→ **PROBLEM TO WORK ON**: Copy the entries below word for word, leaving out the pictures.

***** EXCERPTED RECORDS

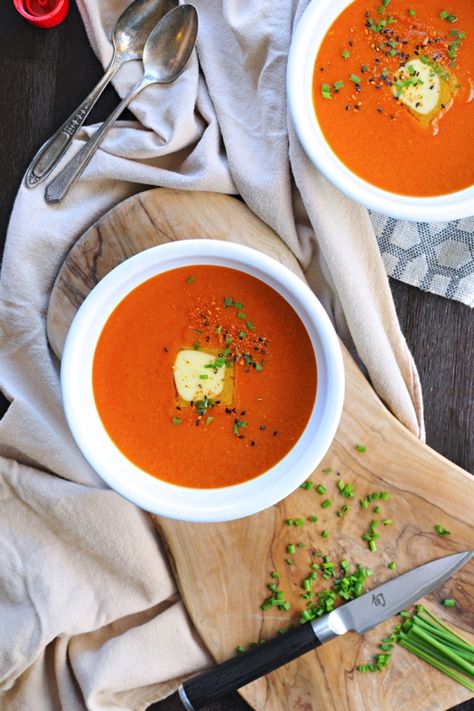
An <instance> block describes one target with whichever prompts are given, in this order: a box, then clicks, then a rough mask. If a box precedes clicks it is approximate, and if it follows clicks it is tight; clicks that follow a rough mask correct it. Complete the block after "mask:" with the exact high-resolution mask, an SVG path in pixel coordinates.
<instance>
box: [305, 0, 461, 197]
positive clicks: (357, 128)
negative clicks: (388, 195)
mask: <svg viewBox="0 0 474 711" xmlns="http://www.w3.org/2000/svg"><path fill="white" fill-rule="evenodd" d="M443 3H444V0H443ZM443 3H440V2H439V1H438V0H436V1H435V0H388V2H387V0H380V2H373V1H370V0H355V2H353V3H352V4H350V5H349V6H348V7H347V8H346V9H345V10H344V11H343V12H342V13H341V14H340V15H339V17H338V18H337V19H336V20H335V22H334V23H333V25H332V26H331V27H330V29H329V31H328V32H327V34H326V36H325V38H324V40H323V42H322V44H321V47H320V50H319V52H318V54H317V57H316V61H315V67H314V75H313V101H314V107H315V111H316V117H317V120H318V122H319V125H320V127H321V130H322V132H323V134H324V136H325V138H326V140H327V141H328V143H329V145H330V146H331V148H332V149H333V151H334V152H335V153H336V155H337V156H338V157H339V158H340V160H341V161H342V162H343V163H344V164H345V165H346V166H347V167H348V168H349V169H350V170H351V171H353V172H354V173H356V174H357V175H358V176H359V177H361V178H363V179H364V180H366V181H368V182H369V183H372V184H373V185H375V186H377V187H379V188H383V189H385V190H388V191H391V192H394V193H399V194H404V195H412V196H434V195H442V194H447V193H451V192H454V191H457V190H461V189H464V188H467V187H469V186H471V185H472V184H473V182H474V148H473V145H474V141H473V135H474V101H473V98H474V2H473V1H472V0H447V2H446V4H443ZM414 60H417V61H416V62H415V63H414V64H412V63H413V62H414ZM420 63H421V64H420ZM410 65H411V66H410ZM422 65H424V67H425V68H426V67H428V68H429V70H430V73H429V75H427V74H426V72H425V71H424V67H423V66H422ZM420 70H423V71H420ZM422 77H423V78H422ZM441 89H442V93H441ZM424 90H426V92H425V93H423V91H424ZM433 91H435V92H436V94H433ZM430 92H431V94H430ZM435 96H436V97H438V101H437V104H436V106H435V107H434V108H433V110H432V111H431V112H430V111H428V107H429V102H430V100H431V99H432V98H433V97H435ZM410 100H411V105H410ZM407 102H408V103H407Z"/></svg>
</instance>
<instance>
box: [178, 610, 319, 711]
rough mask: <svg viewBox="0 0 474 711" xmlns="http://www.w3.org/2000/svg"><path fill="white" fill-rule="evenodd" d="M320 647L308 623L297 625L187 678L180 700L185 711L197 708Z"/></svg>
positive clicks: (237, 688)
mask: <svg viewBox="0 0 474 711" xmlns="http://www.w3.org/2000/svg"><path fill="white" fill-rule="evenodd" d="M320 644H321V642H320V641H319V639H318V637H317V636H316V634H315V632H314V631H313V628H312V626H311V624H308V623H306V624H304V625H300V626H299V627H296V628H295V629H292V630H290V631H289V632H286V633H285V634H283V635H278V637H276V638H274V639H271V640H269V641H267V642H265V643H263V644H259V645H258V646H257V647H253V648H252V649H251V650H250V651H248V652H244V653H242V654H239V655H238V656H236V657H232V658H231V659H228V660H227V661H226V662H223V663H222V664H218V665H217V666H215V667H213V668H212V669H209V670H208V671H205V672H203V673H202V674H199V676H195V677H194V678H193V679H188V681H186V682H185V683H184V684H181V686H180V687H179V697H180V699H181V702H182V704H183V706H184V708H185V709H187V711H194V709H200V708H202V707H203V706H206V705H207V704H209V703H211V701H215V700H216V699H218V698H220V697H221V696H223V695H225V694H227V693H229V692H231V691H234V690H235V689H240V687H241V686H245V684H249V683H250V682H251V681H254V680H255V679H258V678H259V677H261V676H264V675H265V674H268V673H269V672H271V671H273V670H274V669H277V668H278V667H280V666H281V665H282V664H287V663H288V662H291V660H292V659H296V657H299V656H300V655H301V654H304V653H305V652H309V650H310V649H314V648H315V647H318V646H319V645H320Z"/></svg>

**********

→ **TASK RESPONSE**:
An <instance> block describes one target with whichever prompts are given, in this order: a box, then clicks, then a rough mask. If a box precedes clicks it is approximate, and if it follows clicks it is tight; clicks that follow a rough mask correct it. Complete the block after "mask:" with the exact high-resolution mask, an SVG path in pixel coordinates.
<instance>
box: [305, 0, 461, 197]
positive clicks: (357, 128)
negative clicks: (388, 195)
mask: <svg viewBox="0 0 474 711" xmlns="http://www.w3.org/2000/svg"><path fill="white" fill-rule="evenodd" d="M443 3H444V0H443ZM443 3H440V2H439V1H438V0H436V1H435V0H388V2H387V0H380V2H373V1H370V0H355V2H353V3H352V4H350V5H349V6H348V7H347V8H346V9H345V10H344V11H343V12H342V13H341V14H340V15H339V17H338V18H337V19H336V20H335V22H334V23H333V25H332V26H331V27H330V29H329V31H328V32H327V34H326V36H325V38H324V40H323V42H322V44H321V47H320V50H319V52H318V54H317V57H316V61H315V67H314V75H313V101H314V107H315V111H316V117H317V120H318V122H319V125H320V127H321V130H322V132H323V134H324V136H325V138H326V140H327V141H328V143H329V145H330V146H331V148H332V149H333V151H334V152H335V153H336V155H337V156H338V157H339V158H340V160H341V161H342V162H343V163H344V164H345V165H346V166H347V167H348V168H349V169H350V170H351V171H353V172H354V173H356V174H357V175H358V176H359V177H361V178H363V179H364V180H366V181H368V182H369V183H372V184H373V185H375V186H377V187H379V188H383V189H385V190H388V191H391V192H394V193H399V194H404V195H412V196H434V195H442V194H447V193H451V192H454V191H457V190H461V189H464V188H467V187H469V186H471V185H472V184H473V182H474V148H473V145H474V141H473V135H474V101H473V98H474V2H473V1H472V0H447V2H446V4H443ZM414 60H417V61H416V62H415V63H414V64H412V63H413V62H414ZM420 63H421V64H420ZM410 65H411V66H410ZM422 65H424V67H425V68H426V67H428V68H429V70H430V73H429V75H427V74H426V72H425V71H424V67H423V66H422ZM420 70H423V71H420ZM422 77H423V78H422ZM441 89H442V93H441ZM424 90H426V92H425V93H423V91H424ZM433 91H435V92H436V94H433ZM430 92H431V94H430ZM435 96H436V97H438V101H437V104H436V106H435V107H434V108H433V110H432V111H431V112H430V111H428V107H429V102H430V100H431V99H432V98H433V97H435ZM410 100H411V105H410ZM407 102H408V103H407Z"/></svg>
</instance>
<instance>
box: [178, 610, 319, 711]
rough mask: <svg viewBox="0 0 474 711" xmlns="http://www.w3.org/2000/svg"><path fill="white" fill-rule="evenodd" d="M320 647L308 623L297 625L187 678L180 700L185 711L197 708Z"/></svg>
positive clicks: (237, 688)
mask: <svg viewBox="0 0 474 711" xmlns="http://www.w3.org/2000/svg"><path fill="white" fill-rule="evenodd" d="M320 644H321V642H320V641H319V639H318V637H317V636H316V634H315V632H314V631H313V628H312V626H311V624H308V623H306V624H304V625H300V626H299V627H296V628H295V629H292V630H290V631H289V632H286V633H285V634H283V635H278V637H276V638H274V639H271V640H269V641H267V642H265V643H263V644H259V645H258V646H257V647H253V648H252V649H251V650H250V651H248V652H244V653H242V654H239V655H238V656H236V657H232V658H231V659H228V660H227V661H226V662H223V663H222V664H218V665H217V666H215V667H213V668H212V669H209V670H208V671H205V672H203V673H202V674H199V676H195V677H194V678H193V679H188V681H186V682H185V683H184V684H181V686H180V687H179V697H180V699H181V702H182V704H183V706H184V708H185V709H187V711H194V709H200V708H202V707H203V706H206V705H207V704H209V703H211V701H215V700H216V699H218V698H220V697H221V696H223V695H225V694H227V693H229V692H231V691H234V690H235V689H240V687H241V686H245V684H249V683H250V682H251V681H254V680H255V679H258V678H259V677H261V676H264V675H265V674H268V673H269V672H271V671H273V670H274V669H277V668H278V667H280V666H281V665H282V664H287V663H288V662H291V660H292V659H296V657H299V656H300V655H301V654H304V653H305V652H309V650H310V649H314V648H315V647H318V646H319V645H320Z"/></svg>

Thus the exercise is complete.